■ **What you should do**
Print the data that follows exactly.
== Data to use
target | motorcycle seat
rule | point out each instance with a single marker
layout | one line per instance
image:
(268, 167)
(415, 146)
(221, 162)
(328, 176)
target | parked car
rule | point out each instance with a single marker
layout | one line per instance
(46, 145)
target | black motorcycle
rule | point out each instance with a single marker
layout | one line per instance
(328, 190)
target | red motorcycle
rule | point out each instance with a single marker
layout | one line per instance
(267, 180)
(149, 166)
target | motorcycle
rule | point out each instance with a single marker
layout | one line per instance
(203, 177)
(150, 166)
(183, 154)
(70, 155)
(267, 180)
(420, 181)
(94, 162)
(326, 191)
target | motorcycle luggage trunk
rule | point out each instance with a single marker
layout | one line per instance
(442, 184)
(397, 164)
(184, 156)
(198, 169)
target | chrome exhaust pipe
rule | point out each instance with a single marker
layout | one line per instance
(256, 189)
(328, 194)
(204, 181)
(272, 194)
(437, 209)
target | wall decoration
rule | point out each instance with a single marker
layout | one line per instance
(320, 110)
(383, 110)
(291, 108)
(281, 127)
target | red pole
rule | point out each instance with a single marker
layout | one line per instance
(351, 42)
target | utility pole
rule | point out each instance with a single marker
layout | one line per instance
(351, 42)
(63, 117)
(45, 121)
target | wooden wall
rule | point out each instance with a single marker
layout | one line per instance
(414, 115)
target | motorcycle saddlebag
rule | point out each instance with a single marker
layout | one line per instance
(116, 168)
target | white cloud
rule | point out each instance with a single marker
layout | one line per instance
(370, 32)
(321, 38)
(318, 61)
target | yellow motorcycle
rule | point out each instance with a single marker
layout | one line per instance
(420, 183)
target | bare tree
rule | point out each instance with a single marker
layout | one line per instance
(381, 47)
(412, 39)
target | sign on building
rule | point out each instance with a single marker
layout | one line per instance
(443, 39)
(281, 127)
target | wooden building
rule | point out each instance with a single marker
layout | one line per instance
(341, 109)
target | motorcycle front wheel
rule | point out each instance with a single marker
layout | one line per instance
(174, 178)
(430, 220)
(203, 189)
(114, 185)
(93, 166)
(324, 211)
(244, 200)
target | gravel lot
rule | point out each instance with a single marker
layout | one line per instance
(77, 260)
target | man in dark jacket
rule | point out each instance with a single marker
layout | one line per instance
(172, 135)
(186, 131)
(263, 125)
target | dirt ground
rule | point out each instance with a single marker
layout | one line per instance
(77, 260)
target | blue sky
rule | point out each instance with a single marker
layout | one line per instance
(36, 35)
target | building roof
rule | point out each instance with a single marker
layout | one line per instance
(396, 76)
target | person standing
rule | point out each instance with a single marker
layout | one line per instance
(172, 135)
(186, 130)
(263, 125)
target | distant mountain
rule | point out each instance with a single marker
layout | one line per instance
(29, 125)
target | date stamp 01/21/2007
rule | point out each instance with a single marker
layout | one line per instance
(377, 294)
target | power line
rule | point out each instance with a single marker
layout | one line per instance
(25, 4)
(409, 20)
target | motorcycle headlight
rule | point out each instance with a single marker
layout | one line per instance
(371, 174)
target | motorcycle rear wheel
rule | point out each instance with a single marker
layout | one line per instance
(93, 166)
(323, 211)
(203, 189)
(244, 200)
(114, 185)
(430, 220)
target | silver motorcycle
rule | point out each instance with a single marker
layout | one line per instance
====
■ **Problem solution**
target | motorcycle seat
rule | point out each instance with a single marker
layout | one line per instance
image:
(268, 167)
(415, 146)
(221, 162)
(328, 176)
target | parked car
rule | point out each instance with a single marker
layout | one line per instance
(46, 145)
target | black motorcycle
rule | point out each instance with a single marker
layout | one line per instance
(328, 190)
target | red motorcycle
rule | point out each instance with a single marker
layout | one line per instance
(267, 180)
(149, 166)
target | motorcycle
rule | point out each instance with a single marker
layout | one line per instance
(203, 177)
(150, 166)
(183, 154)
(70, 155)
(267, 180)
(420, 181)
(94, 162)
(326, 191)
target | motorcycle luggage trunk
rule | point out each instance with a single marker
layout | one line per instance
(442, 184)
(397, 164)
(184, 156)
(198, 169)
target | chrome exhaust pipe
rule | point out each instance with a single marker
layout | one line per instance
(256, 189)
(328, 194)
(204, 181)
(272, 194)
(437, 209)
target | wall decoration
rule | point out each instance with a single marker
layout | one line per instance
(320, 110)
(383, 110)
(291, 108)
(281, 127)
target | red pole
rule | point out each instance with a single marker
layout | one line per instance
(351, 42)
target | utility pole
rule | point out each instance with a single marker
layout | one line per instance
(351, 42)
(63, 117)
(45, 121)
target | wooden wall
rule | point out each instance with a single marker
layout | one line per instance
(414, 115)
target | motorcycle saddlebag
rule | point out each instance with a single marker
layout | one line per instance
(116, 168)
target | white cloud
rule | point out each instance with a single marker
layout | one line per instance
(370, 32)
(321, 38)
(318, 61)
target | yellow motorcycle
rule | point out each instance with a single marker
layout | one line per instance
(420, 183)
target | bare tree
rule | point out each instance with a single marker
layout | one line per instance
(381, 47)
(412, 39)
target | sign on building
rule | point out each instance with a single marker
layout | one line per instance
(443, 39)
(281, 127)
target | wooden building
rule | point out each instance with a single marker
layout | one line per instance
(341, 109)
target | motorcycle front wheel
rule | point out each instance with a single marker
layout | one line per instance
(174, 178)
(430, 220)
(203, 189)
(114, 185)
(93, 166)
(324, 211)
(244, 200)
target | gravel lot
rule | point out each instance with a single marker
layout | one line per instance
(77, 260)
target | man in dark jacket
rule | point out each instance with a single marker
layout | one line per instance
(172, 135)
(186, 131)
(263, 125)
target | dirt ground
rule | point out each instance with a single marker
layout | one line per instance
(77, 260)
target | blue sky
rule | point out each instance with a single marker
layout | one line per instance
(36, 35)
target | building roof
rule | point out each instance with a single marker
layout | one line per instance
(396, 76)
target | person standing
rule | point out each instance with a single marker
layout | one line per instance
(172, 135)
(186, 130)
(263, 125)
target | distant mountain
rule | point out each instance with a single marker
layout | one line per instance
(29, 125)
target | date stamp 01/21/2007
rule | point out each instance with a single marker
layout | one line per instance
(377, 294)
target | power line
rule | point out each instance with a single marker
layout | one line per instance
(25, 4)
(409, 20)
target | motorcycle headlight
rule | point out each instance with a single marker
layout | one line per instance
(371, 174)
target | motorcycle rear wheel
rule | point out each instance with a single marker
layout | one line per instance
(93, 166)
(323, 211)
(203, 189)
(244, 200)
(114, 185)
(430, 220)
target | silver motorcycle
rule | point out each instance with a single marker
layout | one line per instance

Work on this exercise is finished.